Gather each line in the material below that contains the word "spoon", and copy those lines out in full.

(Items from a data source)
begin

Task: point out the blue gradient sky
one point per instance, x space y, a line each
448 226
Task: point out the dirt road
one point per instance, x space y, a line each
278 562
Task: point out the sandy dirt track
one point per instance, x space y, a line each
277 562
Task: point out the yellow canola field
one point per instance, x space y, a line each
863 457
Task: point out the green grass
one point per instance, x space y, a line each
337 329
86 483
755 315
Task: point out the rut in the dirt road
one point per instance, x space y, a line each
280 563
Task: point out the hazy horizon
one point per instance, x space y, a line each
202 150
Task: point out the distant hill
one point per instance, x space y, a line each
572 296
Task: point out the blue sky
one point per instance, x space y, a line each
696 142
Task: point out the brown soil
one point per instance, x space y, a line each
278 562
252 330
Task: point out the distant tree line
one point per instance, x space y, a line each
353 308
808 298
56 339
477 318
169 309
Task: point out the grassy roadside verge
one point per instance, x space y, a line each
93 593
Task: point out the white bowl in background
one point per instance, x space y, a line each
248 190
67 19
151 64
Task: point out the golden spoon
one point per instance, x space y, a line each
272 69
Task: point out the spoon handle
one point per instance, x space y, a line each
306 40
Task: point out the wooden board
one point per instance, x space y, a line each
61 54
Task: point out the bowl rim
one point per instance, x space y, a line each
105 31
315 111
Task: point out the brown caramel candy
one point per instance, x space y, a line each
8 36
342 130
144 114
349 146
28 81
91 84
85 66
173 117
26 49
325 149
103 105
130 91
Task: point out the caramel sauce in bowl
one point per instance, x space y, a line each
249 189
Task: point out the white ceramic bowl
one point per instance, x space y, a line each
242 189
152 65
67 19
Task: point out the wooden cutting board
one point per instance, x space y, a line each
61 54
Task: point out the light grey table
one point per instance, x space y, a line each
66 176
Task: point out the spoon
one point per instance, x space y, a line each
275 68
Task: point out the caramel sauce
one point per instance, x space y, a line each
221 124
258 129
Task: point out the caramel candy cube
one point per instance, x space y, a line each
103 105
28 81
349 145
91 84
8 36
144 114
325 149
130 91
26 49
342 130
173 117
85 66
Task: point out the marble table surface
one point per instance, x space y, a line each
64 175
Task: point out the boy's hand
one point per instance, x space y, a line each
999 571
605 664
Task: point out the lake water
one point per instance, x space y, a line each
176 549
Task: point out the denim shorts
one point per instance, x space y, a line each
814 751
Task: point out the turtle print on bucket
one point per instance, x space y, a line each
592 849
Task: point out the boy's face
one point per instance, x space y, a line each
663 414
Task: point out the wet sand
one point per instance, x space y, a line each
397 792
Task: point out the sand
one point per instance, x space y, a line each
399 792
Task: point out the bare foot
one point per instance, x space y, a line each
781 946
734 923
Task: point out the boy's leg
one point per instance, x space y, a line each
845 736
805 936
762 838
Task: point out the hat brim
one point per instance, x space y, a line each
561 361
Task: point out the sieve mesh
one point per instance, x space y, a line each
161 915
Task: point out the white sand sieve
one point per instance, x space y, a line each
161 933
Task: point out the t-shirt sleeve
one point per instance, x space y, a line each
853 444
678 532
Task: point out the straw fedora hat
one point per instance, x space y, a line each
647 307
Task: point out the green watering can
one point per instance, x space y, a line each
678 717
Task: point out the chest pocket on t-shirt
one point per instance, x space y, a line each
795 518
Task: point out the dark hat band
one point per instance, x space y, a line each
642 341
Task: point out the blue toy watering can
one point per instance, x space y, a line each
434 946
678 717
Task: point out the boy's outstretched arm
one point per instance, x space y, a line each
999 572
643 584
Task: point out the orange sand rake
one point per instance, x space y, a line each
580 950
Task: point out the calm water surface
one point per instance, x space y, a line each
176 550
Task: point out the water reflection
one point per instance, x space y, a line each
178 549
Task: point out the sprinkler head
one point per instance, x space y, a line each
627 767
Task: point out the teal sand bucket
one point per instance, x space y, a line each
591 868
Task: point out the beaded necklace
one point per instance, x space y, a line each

end
begin

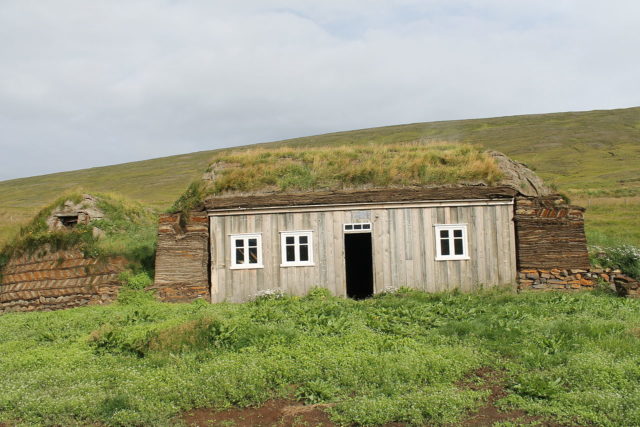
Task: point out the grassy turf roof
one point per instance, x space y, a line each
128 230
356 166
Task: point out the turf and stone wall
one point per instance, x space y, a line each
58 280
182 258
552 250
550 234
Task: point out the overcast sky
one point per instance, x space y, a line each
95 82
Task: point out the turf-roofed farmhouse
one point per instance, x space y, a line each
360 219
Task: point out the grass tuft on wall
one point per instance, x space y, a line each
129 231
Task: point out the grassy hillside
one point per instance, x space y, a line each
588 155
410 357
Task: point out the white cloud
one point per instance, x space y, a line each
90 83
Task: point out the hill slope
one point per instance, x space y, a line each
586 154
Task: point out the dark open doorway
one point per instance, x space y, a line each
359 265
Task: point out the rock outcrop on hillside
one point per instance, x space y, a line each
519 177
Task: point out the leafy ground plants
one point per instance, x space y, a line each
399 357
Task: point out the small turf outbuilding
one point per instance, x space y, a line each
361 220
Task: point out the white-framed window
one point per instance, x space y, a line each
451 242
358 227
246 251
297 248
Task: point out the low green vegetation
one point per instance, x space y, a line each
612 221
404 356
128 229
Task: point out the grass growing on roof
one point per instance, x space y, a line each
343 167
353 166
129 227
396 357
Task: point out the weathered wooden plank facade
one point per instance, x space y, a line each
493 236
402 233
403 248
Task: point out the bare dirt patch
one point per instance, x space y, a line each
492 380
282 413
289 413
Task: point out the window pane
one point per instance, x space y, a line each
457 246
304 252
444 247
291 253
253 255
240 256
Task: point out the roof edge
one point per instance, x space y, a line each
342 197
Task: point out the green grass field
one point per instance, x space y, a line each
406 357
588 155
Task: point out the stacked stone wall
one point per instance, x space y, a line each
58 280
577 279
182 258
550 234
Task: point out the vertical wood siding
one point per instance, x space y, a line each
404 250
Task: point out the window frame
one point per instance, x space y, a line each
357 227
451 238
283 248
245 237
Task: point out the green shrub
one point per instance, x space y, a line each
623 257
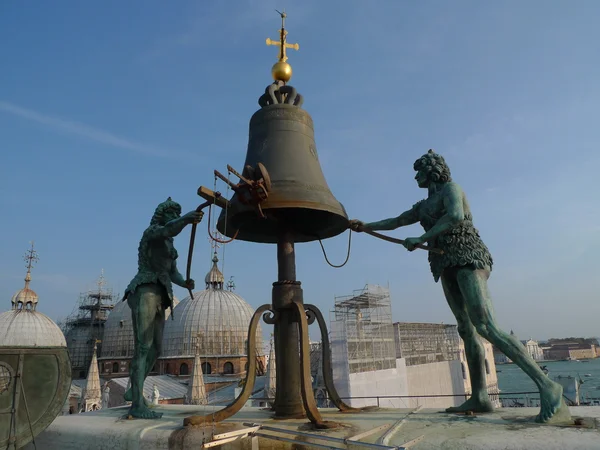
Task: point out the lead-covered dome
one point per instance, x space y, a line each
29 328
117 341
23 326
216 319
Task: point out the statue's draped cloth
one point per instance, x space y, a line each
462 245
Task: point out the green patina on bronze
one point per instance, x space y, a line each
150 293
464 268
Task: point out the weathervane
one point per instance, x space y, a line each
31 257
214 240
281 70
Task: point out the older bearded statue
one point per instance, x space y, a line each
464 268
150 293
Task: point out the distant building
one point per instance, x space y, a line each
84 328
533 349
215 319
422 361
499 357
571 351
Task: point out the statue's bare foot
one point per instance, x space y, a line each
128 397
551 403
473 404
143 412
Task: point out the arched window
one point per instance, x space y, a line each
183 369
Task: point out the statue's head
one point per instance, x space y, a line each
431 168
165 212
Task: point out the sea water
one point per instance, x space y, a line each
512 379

end

__Written answer__:
Task: point out the golden spoon
Task: point out the spoon handle
Task: point out the spoon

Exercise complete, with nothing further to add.